- **TRAVAIL DEMANDÉ**
Remplacez « hosto » par « hôpital » dans le passage du texte sur Gégé qui commence à « Le temps a passé. J’ai » et se termine à « hôtel cinq étoiles. », puis recopiez ce passage.

- **TEXTE DU DOCUMENT**
La particularité de Gégé s’était qu’on ne comprenait rien à ce qu’il disait. Il parlait, certes, mais de façon totalement incompréhensible. Pas fou, pas fada comme on dit chez moi, au sud de la loire. Non, juste incompréhensible. Je pense qu’il n’avait jamais croisé la route d’un orthophoniste.  Il parlait, il souriait et ses grands yeux bleus…

Bref, il vivait la vie simple de gars “simple”. Je ne pense pas lui faire offense en préjugeant que son parcours d’écolier avait du être assez bref. Après, il a vécu la vie d’un garçon de campagne à grand coup de pied au cul et de salaire de misère, jusqu’à ce que Christian le prenne sous son aile.  

Un jour, j’ai posé mes mains sur ces épaules…

Il avait mal au dos. Christian m’a demandé de jeter un coup d’œil “énergétique”.

Et j’ai posé mes mains sur ses épaules…

J’ai alors ressenti l’énergie la plus pure qu’il m’a été donné de percevoir. De l’eau de source, un lac de montagne, du cristal. Je n’en revenais pas et je ne suis pas prêt de l’oublier.

Pas de blocage particulier et un mouvement très souple et tranquille. Juste un petit “truc” dans le dos qui a disparu très vite.   

La maladie est arrivée…

Le temps a passé. J’ai pris pour habitude de régulièrement jeter un oeil sur cette belle énergie.  Étrangement sa qualité a commencé a baisser. Petit à petit, elle a perdu de sa pureté et est devenue “normale, presque “quelconque”.

Et il y a un peux moins de deux ans le diagnostic est tombé : cancer.

La longue route…

Une fois le diagnostic posé, Gégé a suivi le protocole médical “traditionnel”: hosto, chimio, radio… Et hapto pour l’aider autant que possible. Paradoxalement, au début, il sembla le prendre plutôt bien. Il montrait son cathéter avec une certaine fierté. Je pense que c’était la première fois de sa vie que l’on s’occupait de lui. Les infirmières étaient gentilles. Il était “obligé” de prendre des douches régulières et vivait dans un environnement qui, pour lui, devait ressembler à un hôtel cinq étoiles.

La première fois que je suis rentré chez Gégé, j’ai eu un “choc”. J’avais l’habitude de le voir chez Christian. Lors d’une de mes dernières visites, cet hiver, il était tellement mal que je me suis rendu chez lui.

- **JEU DE DONNÉES**
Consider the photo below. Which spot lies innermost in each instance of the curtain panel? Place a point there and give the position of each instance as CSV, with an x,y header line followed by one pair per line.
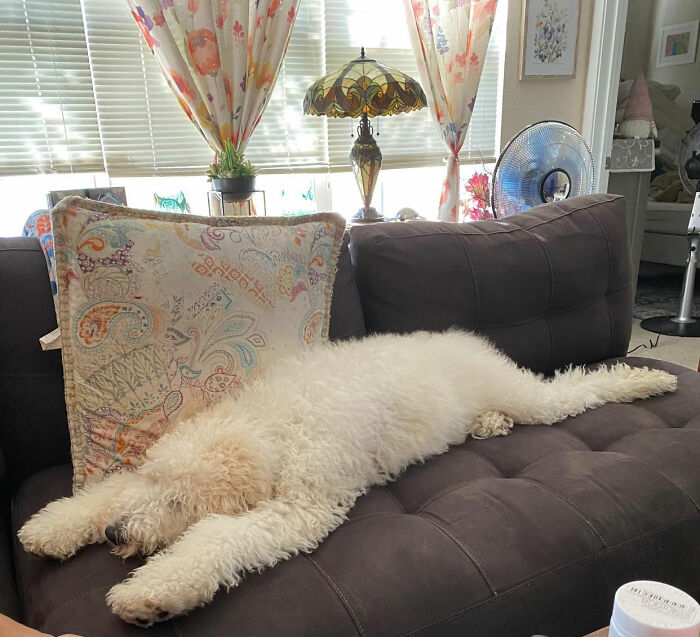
x,y
220,58
450,39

- **RÉSULTAT OBTENU**
Le temps a passé. J’ai pris pour habitude de régulièrement jeter un oeil sur cette belle énergie.  Étrangement sa qualité a commencé a baisser. Petit à petit, elle a perdu de sa pureté et est devenue “normale, presque “quelconque”.

Et il y a un peux moins de deux ans le diagnostic est tombé : cancer.

La longue route…

Une fois le diagnostic posé, Gégé a suivi le protocole médical “traditionnel”: hôpital, chimio, radio… Et hapto pour l’aider autant que possible. Paradoxalement, au début, il sembla le prendre plutôt bien. Il montrait son cathéter avec une certaine fierté. Je pense que c’était la première fois de sa vie que l’on s’occupait de lui. Les infirmières étaient gentilles. Il était “obligé” de prendre des douches régulières et vivait dans un environnement qui, pour lui, devait ressembler à un hôtel cinq étoiles.